__Your objective__
Determine which lines of the records include the word "shadow", and copy them.

__Records for the task__
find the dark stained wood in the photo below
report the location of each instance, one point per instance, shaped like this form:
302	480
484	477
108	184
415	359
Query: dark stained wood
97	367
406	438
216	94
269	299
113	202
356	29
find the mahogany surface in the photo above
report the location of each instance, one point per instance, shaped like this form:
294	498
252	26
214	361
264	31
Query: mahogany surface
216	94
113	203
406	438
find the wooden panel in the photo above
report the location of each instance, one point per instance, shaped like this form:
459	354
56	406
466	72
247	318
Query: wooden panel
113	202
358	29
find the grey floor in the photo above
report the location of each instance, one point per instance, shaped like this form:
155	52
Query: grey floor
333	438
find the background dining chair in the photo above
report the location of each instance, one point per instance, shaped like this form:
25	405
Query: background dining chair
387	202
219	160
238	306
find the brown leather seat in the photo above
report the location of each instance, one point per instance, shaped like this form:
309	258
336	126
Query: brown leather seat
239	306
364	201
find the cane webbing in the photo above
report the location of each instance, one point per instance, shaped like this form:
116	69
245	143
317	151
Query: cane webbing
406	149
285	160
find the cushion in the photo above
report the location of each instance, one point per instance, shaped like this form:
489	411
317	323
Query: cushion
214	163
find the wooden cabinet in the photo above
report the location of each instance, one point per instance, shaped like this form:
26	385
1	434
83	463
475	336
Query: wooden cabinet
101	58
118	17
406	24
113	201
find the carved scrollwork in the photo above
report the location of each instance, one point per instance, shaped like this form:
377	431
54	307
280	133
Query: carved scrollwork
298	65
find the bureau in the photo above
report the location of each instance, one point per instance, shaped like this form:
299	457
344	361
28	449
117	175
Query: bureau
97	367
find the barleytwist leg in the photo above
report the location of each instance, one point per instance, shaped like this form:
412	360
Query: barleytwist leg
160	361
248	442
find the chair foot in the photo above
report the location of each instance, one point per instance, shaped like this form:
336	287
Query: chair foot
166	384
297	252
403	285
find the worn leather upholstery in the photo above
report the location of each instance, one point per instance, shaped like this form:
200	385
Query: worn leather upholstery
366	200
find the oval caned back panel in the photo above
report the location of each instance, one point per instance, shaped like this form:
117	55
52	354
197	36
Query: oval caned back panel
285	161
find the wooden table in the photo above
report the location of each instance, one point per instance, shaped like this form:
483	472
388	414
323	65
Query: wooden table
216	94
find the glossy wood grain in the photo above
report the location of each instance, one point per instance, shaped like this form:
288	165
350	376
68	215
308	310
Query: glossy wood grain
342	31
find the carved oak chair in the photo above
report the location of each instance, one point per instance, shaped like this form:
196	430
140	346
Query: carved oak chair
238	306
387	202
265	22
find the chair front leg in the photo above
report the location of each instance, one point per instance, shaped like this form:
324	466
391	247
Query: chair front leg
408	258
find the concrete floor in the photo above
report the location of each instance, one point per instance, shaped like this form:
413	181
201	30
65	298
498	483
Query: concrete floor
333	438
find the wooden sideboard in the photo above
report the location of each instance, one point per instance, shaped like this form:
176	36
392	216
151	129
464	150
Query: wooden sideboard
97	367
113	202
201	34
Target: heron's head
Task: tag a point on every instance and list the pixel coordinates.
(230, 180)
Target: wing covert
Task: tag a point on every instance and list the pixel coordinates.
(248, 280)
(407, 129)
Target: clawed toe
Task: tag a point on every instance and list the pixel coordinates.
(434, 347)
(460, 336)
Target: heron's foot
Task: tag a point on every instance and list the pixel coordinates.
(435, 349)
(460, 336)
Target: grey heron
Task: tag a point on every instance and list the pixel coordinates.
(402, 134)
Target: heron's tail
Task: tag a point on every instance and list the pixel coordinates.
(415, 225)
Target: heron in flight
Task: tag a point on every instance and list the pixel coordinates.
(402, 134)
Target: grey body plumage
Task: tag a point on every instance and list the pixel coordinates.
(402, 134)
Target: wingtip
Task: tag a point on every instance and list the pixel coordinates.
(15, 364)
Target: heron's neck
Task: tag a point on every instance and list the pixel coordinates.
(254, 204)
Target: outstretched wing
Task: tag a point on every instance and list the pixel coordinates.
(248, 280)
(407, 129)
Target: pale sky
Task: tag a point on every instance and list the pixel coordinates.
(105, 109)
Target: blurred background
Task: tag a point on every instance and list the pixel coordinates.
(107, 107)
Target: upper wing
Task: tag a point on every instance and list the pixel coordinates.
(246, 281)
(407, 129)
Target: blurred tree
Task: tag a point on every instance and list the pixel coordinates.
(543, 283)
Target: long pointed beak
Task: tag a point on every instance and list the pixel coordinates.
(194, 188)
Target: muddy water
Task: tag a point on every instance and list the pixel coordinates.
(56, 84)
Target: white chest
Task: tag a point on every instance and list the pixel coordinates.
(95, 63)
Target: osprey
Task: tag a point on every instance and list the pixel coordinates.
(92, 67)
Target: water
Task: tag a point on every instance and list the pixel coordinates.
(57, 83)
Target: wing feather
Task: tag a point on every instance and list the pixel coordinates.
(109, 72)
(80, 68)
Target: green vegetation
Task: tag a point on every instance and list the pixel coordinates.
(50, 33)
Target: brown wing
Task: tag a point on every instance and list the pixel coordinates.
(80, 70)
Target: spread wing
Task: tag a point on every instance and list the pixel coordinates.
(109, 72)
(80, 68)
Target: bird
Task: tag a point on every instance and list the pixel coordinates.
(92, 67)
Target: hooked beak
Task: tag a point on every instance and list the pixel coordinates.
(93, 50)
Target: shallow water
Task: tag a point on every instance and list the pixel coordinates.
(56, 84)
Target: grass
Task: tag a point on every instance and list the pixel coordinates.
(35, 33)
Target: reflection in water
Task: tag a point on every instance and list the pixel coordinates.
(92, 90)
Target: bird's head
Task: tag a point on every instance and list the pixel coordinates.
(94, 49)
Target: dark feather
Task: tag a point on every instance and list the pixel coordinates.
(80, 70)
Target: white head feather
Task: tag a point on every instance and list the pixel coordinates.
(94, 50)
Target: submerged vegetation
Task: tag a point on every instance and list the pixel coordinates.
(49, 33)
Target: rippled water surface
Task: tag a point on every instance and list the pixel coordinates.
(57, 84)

* * *

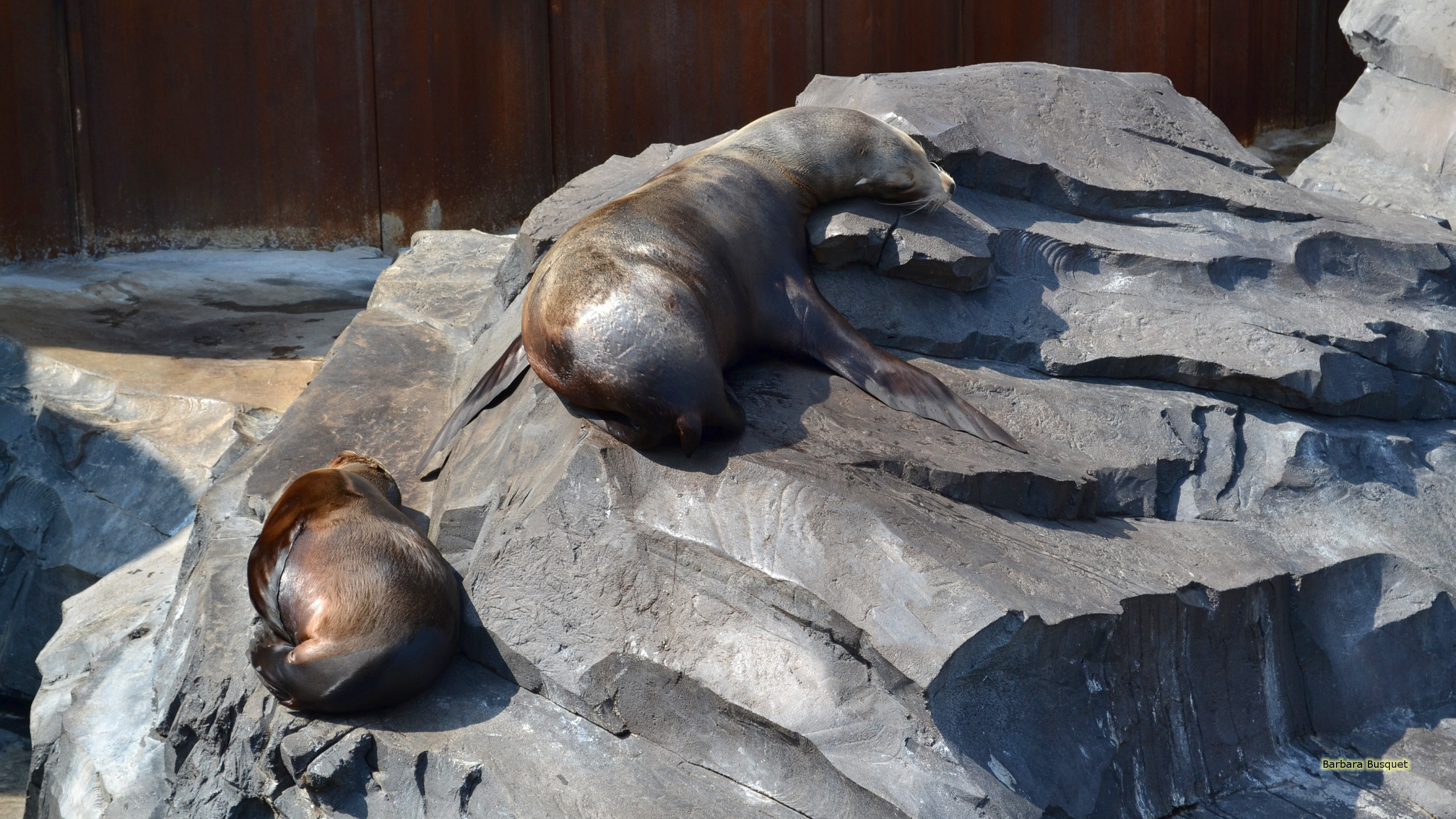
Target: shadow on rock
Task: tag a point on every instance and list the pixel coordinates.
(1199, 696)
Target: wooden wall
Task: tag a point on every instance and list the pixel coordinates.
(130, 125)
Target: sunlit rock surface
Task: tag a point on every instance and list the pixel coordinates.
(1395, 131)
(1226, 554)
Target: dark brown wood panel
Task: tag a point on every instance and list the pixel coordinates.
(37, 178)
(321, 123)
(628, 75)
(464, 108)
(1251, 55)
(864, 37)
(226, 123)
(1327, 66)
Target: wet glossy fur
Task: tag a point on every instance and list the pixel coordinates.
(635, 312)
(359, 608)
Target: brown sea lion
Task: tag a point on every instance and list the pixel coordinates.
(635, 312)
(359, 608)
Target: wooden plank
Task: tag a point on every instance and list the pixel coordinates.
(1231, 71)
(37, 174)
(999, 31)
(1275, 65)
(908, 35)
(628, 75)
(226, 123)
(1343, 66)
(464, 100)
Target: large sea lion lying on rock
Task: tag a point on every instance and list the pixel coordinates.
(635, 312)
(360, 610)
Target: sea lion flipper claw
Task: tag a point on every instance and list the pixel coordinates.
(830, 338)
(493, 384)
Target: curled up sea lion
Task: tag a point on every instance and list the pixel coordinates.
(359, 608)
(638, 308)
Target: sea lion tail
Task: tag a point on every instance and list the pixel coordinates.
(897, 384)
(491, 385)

--

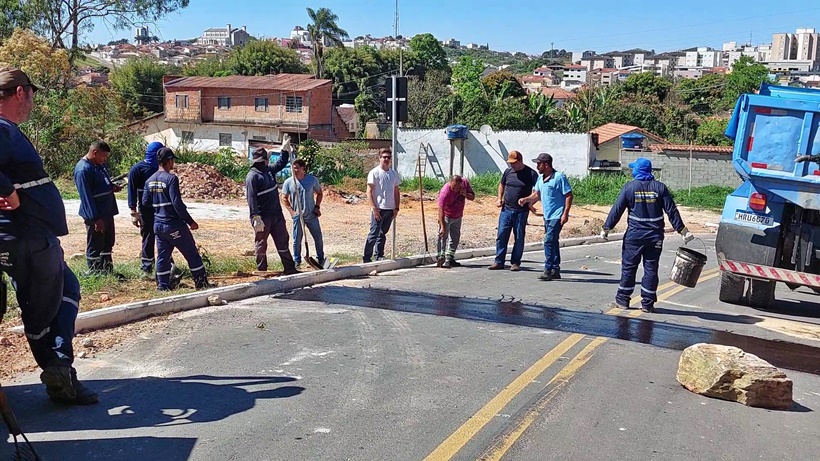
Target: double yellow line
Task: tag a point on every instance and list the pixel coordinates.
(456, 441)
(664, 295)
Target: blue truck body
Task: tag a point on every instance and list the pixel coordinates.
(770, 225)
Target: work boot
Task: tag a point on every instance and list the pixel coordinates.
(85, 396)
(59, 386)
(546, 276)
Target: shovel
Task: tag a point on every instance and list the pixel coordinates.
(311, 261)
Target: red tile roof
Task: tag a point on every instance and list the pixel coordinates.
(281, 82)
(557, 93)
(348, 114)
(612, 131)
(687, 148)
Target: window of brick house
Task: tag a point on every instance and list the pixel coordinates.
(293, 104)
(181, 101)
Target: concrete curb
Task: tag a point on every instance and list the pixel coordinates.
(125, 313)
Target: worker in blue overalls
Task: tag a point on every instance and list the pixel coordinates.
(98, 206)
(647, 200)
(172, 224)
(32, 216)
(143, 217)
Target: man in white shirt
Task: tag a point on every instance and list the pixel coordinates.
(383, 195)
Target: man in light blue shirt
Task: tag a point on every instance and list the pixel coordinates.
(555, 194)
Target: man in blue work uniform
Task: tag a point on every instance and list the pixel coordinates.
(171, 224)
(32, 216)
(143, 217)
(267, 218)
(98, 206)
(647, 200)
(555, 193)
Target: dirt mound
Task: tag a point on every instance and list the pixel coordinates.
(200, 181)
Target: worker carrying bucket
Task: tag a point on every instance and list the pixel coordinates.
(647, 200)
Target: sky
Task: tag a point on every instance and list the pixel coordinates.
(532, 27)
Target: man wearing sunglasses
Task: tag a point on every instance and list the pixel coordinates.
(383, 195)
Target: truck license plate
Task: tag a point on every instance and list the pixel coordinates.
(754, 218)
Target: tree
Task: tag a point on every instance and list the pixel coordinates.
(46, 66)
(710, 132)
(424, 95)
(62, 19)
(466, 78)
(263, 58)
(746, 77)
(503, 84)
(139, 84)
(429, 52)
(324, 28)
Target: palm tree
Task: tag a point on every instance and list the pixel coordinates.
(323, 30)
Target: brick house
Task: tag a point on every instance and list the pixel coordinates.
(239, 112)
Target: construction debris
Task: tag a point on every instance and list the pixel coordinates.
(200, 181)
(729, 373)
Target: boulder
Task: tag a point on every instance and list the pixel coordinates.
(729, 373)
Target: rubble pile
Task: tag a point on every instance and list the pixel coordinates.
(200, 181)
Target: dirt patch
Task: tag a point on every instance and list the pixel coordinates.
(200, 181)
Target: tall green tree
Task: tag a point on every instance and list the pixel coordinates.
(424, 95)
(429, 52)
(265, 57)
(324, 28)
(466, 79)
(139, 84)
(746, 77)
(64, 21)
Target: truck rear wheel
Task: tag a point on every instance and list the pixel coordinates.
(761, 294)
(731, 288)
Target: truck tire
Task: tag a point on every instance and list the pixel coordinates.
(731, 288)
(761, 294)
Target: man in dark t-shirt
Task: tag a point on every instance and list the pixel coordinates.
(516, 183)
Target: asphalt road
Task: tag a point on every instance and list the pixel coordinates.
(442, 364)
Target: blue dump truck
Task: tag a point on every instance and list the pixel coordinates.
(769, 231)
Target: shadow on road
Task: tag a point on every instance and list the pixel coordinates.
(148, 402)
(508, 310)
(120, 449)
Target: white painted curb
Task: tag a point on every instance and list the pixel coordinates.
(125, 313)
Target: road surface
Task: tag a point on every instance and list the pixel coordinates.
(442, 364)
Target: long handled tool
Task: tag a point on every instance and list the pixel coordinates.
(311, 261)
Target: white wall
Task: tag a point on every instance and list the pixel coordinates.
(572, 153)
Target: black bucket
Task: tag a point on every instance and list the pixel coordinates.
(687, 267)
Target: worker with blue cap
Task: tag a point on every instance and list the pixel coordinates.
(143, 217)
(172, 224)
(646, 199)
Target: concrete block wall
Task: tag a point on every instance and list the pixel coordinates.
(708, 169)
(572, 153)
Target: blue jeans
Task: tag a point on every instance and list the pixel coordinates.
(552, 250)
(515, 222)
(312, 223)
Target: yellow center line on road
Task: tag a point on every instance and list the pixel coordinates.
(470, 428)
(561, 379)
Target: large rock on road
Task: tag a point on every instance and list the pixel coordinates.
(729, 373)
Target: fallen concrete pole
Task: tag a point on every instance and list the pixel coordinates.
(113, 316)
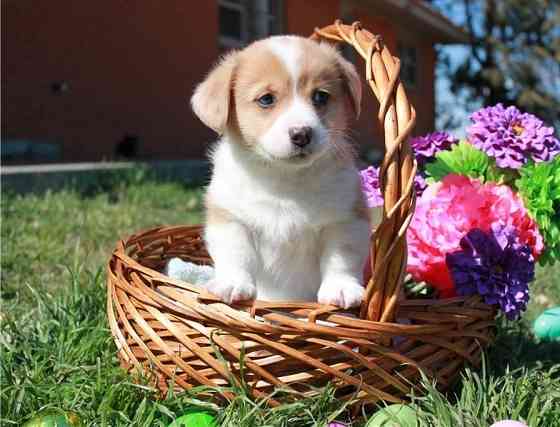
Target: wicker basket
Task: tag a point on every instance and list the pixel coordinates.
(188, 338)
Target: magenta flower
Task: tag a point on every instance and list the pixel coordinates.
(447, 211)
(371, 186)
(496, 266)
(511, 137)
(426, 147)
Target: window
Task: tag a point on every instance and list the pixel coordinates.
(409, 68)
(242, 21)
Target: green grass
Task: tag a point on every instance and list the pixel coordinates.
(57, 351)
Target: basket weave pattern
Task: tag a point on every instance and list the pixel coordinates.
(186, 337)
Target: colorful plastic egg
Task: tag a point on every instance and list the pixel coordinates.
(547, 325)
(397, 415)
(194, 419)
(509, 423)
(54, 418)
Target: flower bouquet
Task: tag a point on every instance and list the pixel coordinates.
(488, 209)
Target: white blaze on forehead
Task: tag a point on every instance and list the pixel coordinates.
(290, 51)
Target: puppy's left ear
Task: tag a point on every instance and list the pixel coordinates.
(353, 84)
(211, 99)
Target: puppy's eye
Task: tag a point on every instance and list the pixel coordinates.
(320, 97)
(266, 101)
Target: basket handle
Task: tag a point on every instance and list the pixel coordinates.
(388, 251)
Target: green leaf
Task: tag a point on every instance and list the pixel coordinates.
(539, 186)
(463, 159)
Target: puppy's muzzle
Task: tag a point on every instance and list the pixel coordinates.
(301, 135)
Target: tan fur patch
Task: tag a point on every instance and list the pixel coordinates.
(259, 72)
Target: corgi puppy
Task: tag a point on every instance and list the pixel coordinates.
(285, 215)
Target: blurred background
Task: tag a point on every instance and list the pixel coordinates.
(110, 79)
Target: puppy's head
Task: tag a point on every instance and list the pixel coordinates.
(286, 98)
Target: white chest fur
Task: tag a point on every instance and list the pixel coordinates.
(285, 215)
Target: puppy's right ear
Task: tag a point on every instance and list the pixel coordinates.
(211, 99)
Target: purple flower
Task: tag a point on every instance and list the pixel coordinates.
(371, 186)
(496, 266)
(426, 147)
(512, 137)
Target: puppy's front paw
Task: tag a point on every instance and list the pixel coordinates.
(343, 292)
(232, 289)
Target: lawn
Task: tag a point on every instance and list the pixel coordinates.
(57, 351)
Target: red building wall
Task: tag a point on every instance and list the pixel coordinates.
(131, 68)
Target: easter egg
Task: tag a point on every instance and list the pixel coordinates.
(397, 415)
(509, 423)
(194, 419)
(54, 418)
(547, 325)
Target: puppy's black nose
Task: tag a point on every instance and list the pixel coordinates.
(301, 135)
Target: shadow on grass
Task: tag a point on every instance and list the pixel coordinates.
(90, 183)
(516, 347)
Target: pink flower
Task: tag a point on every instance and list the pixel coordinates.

__Response area__
Target: shadow on rock
Target: shadow on road
Target: shadow on grass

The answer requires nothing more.